WORK INSTRUCTIONS
Your answer must consist of the lines running from the one that holds "Target: dog's head" to the end of the data, copied exactly.
^^^^
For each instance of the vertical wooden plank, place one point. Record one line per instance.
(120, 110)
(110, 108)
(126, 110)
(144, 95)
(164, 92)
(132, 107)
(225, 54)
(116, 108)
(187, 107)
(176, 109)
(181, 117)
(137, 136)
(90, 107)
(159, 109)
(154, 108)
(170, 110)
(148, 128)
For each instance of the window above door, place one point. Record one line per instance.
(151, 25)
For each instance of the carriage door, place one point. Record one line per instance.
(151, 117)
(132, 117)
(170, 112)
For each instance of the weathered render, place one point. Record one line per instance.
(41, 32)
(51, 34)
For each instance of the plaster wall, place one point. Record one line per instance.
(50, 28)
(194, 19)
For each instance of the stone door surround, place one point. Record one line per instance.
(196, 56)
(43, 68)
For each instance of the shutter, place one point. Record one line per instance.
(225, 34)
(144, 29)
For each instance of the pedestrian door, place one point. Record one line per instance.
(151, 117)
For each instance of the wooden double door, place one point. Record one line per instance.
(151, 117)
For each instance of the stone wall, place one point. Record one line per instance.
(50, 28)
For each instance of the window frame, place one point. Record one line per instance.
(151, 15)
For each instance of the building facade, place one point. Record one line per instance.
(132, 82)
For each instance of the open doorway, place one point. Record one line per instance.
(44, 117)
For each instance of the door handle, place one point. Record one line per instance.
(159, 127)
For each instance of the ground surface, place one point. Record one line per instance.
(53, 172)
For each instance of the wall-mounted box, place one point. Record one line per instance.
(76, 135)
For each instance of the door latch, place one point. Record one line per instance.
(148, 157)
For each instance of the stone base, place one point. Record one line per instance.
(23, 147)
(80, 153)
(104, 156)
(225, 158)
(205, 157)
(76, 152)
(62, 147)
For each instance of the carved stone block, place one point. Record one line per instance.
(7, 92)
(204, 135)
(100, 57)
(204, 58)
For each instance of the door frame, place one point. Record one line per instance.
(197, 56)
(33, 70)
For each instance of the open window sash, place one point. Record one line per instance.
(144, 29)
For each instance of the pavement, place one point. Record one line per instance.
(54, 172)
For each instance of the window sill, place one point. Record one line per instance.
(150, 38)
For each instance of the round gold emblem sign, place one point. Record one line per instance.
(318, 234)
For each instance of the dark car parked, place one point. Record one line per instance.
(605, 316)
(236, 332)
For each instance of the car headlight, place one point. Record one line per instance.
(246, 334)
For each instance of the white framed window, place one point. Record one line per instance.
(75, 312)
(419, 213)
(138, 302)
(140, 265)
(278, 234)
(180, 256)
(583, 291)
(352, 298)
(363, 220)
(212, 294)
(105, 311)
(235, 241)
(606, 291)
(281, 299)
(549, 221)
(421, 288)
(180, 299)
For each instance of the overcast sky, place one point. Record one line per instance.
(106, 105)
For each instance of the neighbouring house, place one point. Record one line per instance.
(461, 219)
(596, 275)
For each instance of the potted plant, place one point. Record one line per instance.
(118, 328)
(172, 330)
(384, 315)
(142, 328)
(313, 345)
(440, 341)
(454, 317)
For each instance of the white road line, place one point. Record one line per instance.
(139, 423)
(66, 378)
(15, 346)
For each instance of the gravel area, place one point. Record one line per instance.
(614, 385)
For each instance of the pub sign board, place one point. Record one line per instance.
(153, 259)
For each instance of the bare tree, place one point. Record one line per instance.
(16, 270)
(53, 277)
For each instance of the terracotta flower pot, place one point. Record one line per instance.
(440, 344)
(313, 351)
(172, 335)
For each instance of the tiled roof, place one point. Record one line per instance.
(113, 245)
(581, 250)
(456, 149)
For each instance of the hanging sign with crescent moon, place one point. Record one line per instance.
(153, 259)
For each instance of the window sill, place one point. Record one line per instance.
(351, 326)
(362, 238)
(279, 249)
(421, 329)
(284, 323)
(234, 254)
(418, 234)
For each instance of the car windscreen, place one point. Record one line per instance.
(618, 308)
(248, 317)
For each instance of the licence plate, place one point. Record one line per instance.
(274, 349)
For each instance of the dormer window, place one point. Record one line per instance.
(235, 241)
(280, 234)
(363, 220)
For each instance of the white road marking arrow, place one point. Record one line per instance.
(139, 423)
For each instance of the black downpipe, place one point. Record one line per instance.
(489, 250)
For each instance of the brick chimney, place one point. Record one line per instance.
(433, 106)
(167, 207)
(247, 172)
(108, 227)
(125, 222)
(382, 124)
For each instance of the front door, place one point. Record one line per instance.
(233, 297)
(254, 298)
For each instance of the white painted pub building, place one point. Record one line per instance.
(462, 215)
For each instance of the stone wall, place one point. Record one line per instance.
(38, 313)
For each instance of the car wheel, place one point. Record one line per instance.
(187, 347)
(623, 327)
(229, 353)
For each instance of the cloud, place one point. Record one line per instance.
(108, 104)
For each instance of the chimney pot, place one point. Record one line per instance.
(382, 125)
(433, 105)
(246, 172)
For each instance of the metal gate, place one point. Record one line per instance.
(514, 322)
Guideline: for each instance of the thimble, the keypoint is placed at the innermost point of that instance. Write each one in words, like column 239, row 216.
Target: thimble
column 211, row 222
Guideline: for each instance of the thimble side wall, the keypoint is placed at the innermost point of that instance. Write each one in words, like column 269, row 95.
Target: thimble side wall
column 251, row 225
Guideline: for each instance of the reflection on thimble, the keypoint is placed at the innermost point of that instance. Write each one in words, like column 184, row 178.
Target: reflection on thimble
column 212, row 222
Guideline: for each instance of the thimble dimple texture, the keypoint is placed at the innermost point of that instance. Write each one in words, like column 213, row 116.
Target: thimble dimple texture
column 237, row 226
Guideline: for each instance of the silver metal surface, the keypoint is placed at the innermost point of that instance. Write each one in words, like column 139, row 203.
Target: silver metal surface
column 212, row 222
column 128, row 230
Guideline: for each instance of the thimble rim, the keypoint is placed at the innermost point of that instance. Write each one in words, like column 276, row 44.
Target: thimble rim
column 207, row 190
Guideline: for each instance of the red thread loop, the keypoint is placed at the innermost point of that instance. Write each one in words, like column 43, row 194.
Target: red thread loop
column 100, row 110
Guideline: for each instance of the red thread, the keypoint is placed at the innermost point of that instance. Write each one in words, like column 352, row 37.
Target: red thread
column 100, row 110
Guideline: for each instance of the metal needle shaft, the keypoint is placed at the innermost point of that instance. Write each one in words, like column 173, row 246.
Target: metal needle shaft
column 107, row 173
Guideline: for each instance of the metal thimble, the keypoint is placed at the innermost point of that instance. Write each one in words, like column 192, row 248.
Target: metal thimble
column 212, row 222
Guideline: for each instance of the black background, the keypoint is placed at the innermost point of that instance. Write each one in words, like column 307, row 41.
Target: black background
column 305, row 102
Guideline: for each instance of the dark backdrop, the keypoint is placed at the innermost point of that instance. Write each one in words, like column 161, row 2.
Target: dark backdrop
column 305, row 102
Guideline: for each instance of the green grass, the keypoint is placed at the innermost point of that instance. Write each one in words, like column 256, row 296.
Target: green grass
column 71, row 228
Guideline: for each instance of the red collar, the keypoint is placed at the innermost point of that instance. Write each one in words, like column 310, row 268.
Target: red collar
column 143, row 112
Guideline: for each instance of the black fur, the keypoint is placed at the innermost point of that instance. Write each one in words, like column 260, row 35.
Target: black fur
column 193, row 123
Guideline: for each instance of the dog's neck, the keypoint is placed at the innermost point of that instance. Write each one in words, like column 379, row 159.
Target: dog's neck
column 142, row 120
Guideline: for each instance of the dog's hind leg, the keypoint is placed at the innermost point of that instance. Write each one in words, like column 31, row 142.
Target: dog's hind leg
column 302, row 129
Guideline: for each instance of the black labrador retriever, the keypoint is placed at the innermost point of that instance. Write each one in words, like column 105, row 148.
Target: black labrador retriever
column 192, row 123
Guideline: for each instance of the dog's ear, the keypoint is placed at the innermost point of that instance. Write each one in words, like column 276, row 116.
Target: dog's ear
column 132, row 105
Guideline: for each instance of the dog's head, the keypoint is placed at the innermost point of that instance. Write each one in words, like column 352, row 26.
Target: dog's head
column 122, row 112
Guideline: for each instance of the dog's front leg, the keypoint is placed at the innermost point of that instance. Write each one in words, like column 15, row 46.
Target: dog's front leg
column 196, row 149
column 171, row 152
^^^^
YOUR RESPONSE
Target: dog's head
column 122, row 112
Guideline: for each instance of the dog's front leg, the keypoint is placed at the innermost point of that instance. Write each one in words, like column 15, row 46.
Target: dog's front leg
column 196, row 149
column 171, row 152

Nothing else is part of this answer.